■ AIM OF THE TASK
Please count the lines in the rows below that contain the string "Mark", treating uppercase and lowercase as different, and give only that number.

■ MATERIAL FOR THIS EXERCISE
※

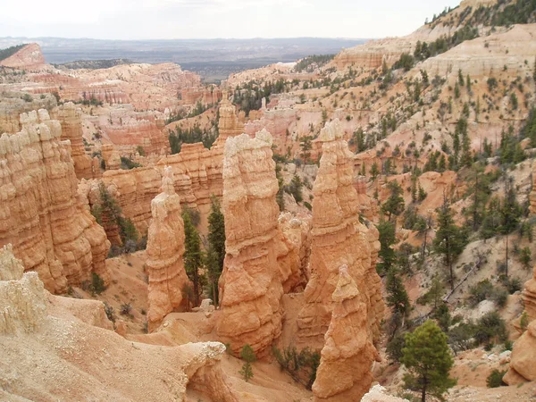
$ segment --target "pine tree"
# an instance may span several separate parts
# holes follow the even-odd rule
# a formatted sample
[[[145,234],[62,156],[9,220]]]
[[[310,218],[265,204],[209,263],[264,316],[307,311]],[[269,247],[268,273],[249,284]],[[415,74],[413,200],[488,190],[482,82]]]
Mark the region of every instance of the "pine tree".
[[[388,272],[396,260],[395,250],[392,248],[397,241],[395,237],[395,225],[388,221],[380,221],[377,225],[380,232],[380,256],[381,263],[378,263],[378,271]]]
[[[450,289],[454,289],[454,259],[465,247],[465,236],[459,227],[454,224],[453,214],[447,200],[438,212],[438,230],[433,240],[435,251],[442,254],[448,267]]]
[[[404,212],[405,203],[402,197],[402,188],[397,180],[389,181],[388,187],[391,194],[381,205],[381,212],[386,214],[390,221],[392,215],[398,216]]]
[[[225,259],[225,220],[220,201],[211,197],[210,214],[208,215],[208,250],[206,252],[208,276],[211,282],[214,306],[218,306],[218,281],[223,270]]]
[[[189,214],[187,211],[182,213],[182,220],[184,221],[184,267],[186,273],[190,281],[194,283],[194,305],[199,305],[199,267],[202,264],[201,241],[199,233],[192,224]]]
[[[404,317],[407,316],[411,310],[409,297],[394,267],[389,270],[385,289],[388,293],[387,306],[392,308],[393,314],[398,314]]]
[[[370,173],[373,177],[373,180],[376,179],[376,177],[378,177],[378,174],[380,173],[380,172],[378,171],[378,163],[376,163],[375,162],[371,166]]]
[[[255,356],[255,352],[249,344],[247,343],[242,347],[242,350],[240,350],[240,358],[246,363],[244,363],[242,365],[242,370],[240,370],[239,373],[242,375],[242,377],[244,377],[244,381],[247,382],[253,378],[253,369],[251,367],[251,364],[256,360],[256,356]]]
[[[404,382],[406,388],[421,392],[422,402],[426,401],[426,395],[442,399],[442,395],[456,385],[456,380],[448,376],[454,359],[447,339],[431,320],[406,335],[400,359],[408,370]]]
[[[304,163],[306,164],[311,157],[311,149],[313,148],[313,137],[305,136],[299,140],[299,147],[302,149],[302,159]]]

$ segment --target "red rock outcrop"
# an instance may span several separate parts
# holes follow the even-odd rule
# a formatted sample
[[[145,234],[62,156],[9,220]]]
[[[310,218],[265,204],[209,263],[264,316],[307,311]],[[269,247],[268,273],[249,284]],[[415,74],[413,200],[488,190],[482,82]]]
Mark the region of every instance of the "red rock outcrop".
[[[461,45],[424,61],[420,66],[433,77],[457,74],[462,70],[472,78],[516,77],[531,73],[525,60],[536,54],[536,24],[515,25],[506,32],[467,40]]]
[[[41,46],[37,43],[26,45],[14,54],[0,61],[0,65],[21,70],[39,70],[46,66]]]
[[[239,352],[263,354],[281,332],[278,181],[266,131],[230,138],[223,161],[226,255],[217,332]]]
[[[339,269],[331,299],[331,322],[313,384],[314,400],[361,400],[373,382],[373,362],[380,356],[368,336],[367,297],[362,296],[346,265]]]
[[[215,85],[210,87],[183,88],[180,89],[180,97],[186,105],[195,105],[201,102],[203,105],[216,105],[222,100],[222,90]]]
[[[384,305],[376,273],[380,249],[378,232],[359,222],[359,197],[353,185],[353,154],[342,139],[338,120],[322,130],[323,142],[320,169],[313,192],[313,226],[305,306],[297,319],[300,340],[322,348],[331,320],[339,267],[348,265],[367,306],[367,331],[378,339]]]
[[[290,132],[296,128],[297,121],[297,110],[290,107],[270,109],[264,110],[259,120],[252,119],[246,123],[244,132],[253,135],[265,129],[273,138],[276,152],[280,155],[286,155],[287,150],[289,148],[293,149],[296,143],[298,142],[297,138],[290,135]]]
[[[93,179],[91,158],[86,155],[82,141],[81,112],[71,102],[59,107],[58,120],[62,123],[62,139],[71,141],[71,157],[74,163],[74,172],[79,179]],[[100,168],[99,168],[100,169]]]
[[[175,192],[171,167],[163,170],[161,189],[162,193],[151,202],[153,221],[147,235],[149,331],[180,306],[182,288],[189,283],[182,261],[184,222],[180,216],[180,198]]]
[[[110,243],[79,200],[71,148],[45,110],[21,115],[22,130],[0,138],[0,246],[12,243],[27,270],[61,292],[91,272],[106,282]]]
[[[175,188],[183,203],[201,214],[201,231],[208,228],[210,197],[223,193],[223,158],[219,151],[206,149],[202,143],[183,144],[180,152],[162,158],[158,169],[171,166],[179,179]]]
[[[510,357],[510,368],[503,381],[516,385],[536,381],[536,321],[532,321],[523,334],[515,341]]]
[[[114,149],[113,144],[103,144],[101,152],[106,171],[114,171],[120,168],[121,155]]]
[[[311,254],[311,218],[282,213],[279,217],[281,241],[289,250],[280,257],[281,281],[285,293],[303,291],[309,280],[306,271]]]
[[[111,121],[114,122],[101,125],[100,129],[116,147],[141,147],[146,155],[169,152],[168,138],[155,120],[138,119],[125,113]]]
[[[377,69],[384,62],[391,66],[403,53],[413,54],[415,44],[416,40],[405,38],[371,40],[364,45],[344,49],[335,56],[332,63],[339,70],[348,67]]]
[[[63,99],[95,98],[109,104],[131,104],[136,109],[150,108],[161,112],[179,104],[177,91],[181,88],[201,84],[199,75],[184,71],[172,63],[71,70],[69,75],[76,80],[63,86],[59,92]]]
[[[23,272],[12,245],[0,248],[0,335],[34,332],[46,315],[43,282],[36,272]]]
[[[223,193],[223,138],[234,137],[243,128],[238,121],[235,107],[227,101],[220,108],[220,137],[210,150],[203,144],[183,144],[180,152],[163,156],[155,167],[130,171],[119,170],[119,154],[112,144],[103,144],[102,157],[106,172],[102,181],[118,201],[123,215],[130,218],[142,233],[147,233],[151,219],[151,200],[159,193],[162,172],[171,166],[175,177],[175,190],[183,205],[200,213],[199,230],[206,233],[210,197]],[[85,188],[90,205],[97,199],[97,185]],[[91,193],[91,195],[89,195]]]
[[[536,267],[532,279],[525,283],[523,291],[523,301],[530,321],[536,320]]]

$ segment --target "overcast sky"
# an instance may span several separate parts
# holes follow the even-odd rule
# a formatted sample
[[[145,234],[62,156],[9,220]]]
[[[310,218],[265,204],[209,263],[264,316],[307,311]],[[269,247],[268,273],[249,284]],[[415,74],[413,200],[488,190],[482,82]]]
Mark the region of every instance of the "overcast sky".
[[[459,0],[2,0],[0,37],[402,36]]]

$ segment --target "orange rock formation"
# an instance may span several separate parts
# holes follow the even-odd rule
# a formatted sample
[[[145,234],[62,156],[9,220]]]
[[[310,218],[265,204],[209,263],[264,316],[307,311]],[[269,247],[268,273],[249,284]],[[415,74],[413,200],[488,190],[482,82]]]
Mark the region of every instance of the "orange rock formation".
[[[220,365],[222,344],[127,340],[110,331],[101,302],[47,296],[37,272],[23,271],[11,247],[0,248],[0,365],[25,373],[0,389],[1,399],[182,401],[195,389],[208,400],[241,400]],[[95,320],[97,308],[107,323]]]
[[[371,365],[380,357],[368,336],[367,298],[346,265],[339,269],[331,298],[331,322],[313,384],[314,400],[361,400],[373,382]]]
[[[84,149],[81,113],[74,104],[68,102],[60,106],[58,120],[62,123],[62,139],[71,141],[71,156],[74,163],[76,177],[79,179],[92,179],[98,173],[93,172],[92,160],[86,155]]]
[[[515,341],[510,357],[510,368],[503,381],[516,385],[536,381],[536,321],[532,321],[523,334]]]
[[[149,331],[180,306],[182,288],[189,282],[182,261],[184,223],[180,198],[175,193],[171,167],[164,168],[161,189],[162,193],[151,202],[153,221],[147,236]]]
[[[359,197],[353,186],[353,155],[341,136],[338,120],[327,123],[320,135],[323,146],[314,186],[311,279],[297,320],[301,340],[317,348],[323,346],[323,336],[331,320],[331,295],[339,266],[348,265],[348,273],[365,297],[366,330],[371,339],[379,338],[384,310],[375,267],[380,249],[378,232],[372,224],[368,229],[359,222]]]
[[[235,352],[264,353],[281,331],[283,295],[278,264],[278,181],[272,138],[230,138],[223,161],[226,255],[220,278],[218,335]]]
[[[95,272],[109,279],[110,243],[79,201],[60,122],[45,110],[21,115],[22,130],[0,138],[0,246],[12,243],[45,287],[61,292]]]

※

■ EXPECTED ANSWER
4